◆ Goal 1
Render the stretch of the records from the line containing "indicate the woman in turquoise" through the line containing "column 178, row 258" as a numbered list, leaving out any blank lines.

══ Source excerpt ══

The Stock Exchange of Hong Kong Limited (HKEx) is implementing new rules for special purpose acquisition companies (SPACs) that take effect from 1 January 2022.

Most significantly, the new rules are relaxed to allow more flexibility for SPAC Promoters in areas such as use of proceeds, earn-out rights and dilution caps – although the updated new SPAC listing regime remains more stringent than that of the United States.

The new SPAC rules were adopted expeditiously, concluded and implemented within just three months of a consultation review launched on 17 September 2021.

Here is a summary of the update with key features of the new rules:


  • A SPAC is an issuer with no operating business, established for the sole purpose of conducting a transaction in respect of an acquisition of, or a business combination with, a target (De-SPAC Transaction) – within a pre-defined time period (usually 24 months) to achieve listing of the target (thereafter the Successor Company).
  • If a De-SPAC Transaction cannot be completed within its lifespan the SPAC will be liquidated.


SPAC Promoters

  • A SPAC Promoter is a person who establishes a SPAC and/or beneficially owns Promoter Shares issued by a SPAC.
  • All SPAC Promoters must meet HKEx's suitability and eligibility requirements.

═══

◆ Goal 2
According to the summary of Hong Kong's new SPAC rules, what happens to a SPAC that cannot complete its De-SPAC Transaction within its lifespan?

══ Data to use ══

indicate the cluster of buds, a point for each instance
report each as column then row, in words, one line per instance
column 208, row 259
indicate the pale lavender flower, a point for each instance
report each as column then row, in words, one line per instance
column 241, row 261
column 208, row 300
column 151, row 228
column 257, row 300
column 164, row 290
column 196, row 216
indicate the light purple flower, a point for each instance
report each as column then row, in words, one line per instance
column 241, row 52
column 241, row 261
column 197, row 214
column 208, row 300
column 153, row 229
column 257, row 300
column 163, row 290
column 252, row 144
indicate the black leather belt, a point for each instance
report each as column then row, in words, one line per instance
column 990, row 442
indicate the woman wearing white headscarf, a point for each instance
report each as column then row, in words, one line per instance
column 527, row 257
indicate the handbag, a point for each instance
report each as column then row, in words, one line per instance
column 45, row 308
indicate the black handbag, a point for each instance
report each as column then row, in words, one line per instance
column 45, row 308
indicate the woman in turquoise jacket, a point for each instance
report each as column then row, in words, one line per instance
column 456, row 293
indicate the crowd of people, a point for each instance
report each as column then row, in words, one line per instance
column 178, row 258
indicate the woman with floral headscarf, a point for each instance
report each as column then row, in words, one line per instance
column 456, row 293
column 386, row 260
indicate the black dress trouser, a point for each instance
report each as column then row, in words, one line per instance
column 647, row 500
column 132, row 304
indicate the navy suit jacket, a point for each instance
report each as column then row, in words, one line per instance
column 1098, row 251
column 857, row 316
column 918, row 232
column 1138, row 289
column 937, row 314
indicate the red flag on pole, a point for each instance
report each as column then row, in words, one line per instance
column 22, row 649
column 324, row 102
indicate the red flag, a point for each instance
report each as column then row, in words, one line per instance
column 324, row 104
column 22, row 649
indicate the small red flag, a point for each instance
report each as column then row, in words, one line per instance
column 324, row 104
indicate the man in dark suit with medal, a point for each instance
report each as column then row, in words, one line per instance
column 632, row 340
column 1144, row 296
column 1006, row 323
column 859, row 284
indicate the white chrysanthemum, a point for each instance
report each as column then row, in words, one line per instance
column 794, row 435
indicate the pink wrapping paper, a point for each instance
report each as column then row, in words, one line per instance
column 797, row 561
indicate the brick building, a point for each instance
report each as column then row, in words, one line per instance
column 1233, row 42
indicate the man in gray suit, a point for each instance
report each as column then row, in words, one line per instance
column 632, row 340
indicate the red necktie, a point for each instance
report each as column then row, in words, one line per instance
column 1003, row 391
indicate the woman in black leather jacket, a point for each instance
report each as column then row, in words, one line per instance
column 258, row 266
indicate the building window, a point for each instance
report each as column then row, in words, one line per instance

═══

◆ Complete response 1
1. indicate the woman in turquoise jacket, a point for each instance
2. report each as column then row, in words, one line per instance
3. column 456, row 293
4. indicate the crowd of people, a point for each instance
5. report each as column then row, in words, one line per instance
6. column 178, row 258

◆ Complete response 2
The SPAC will be liquidated.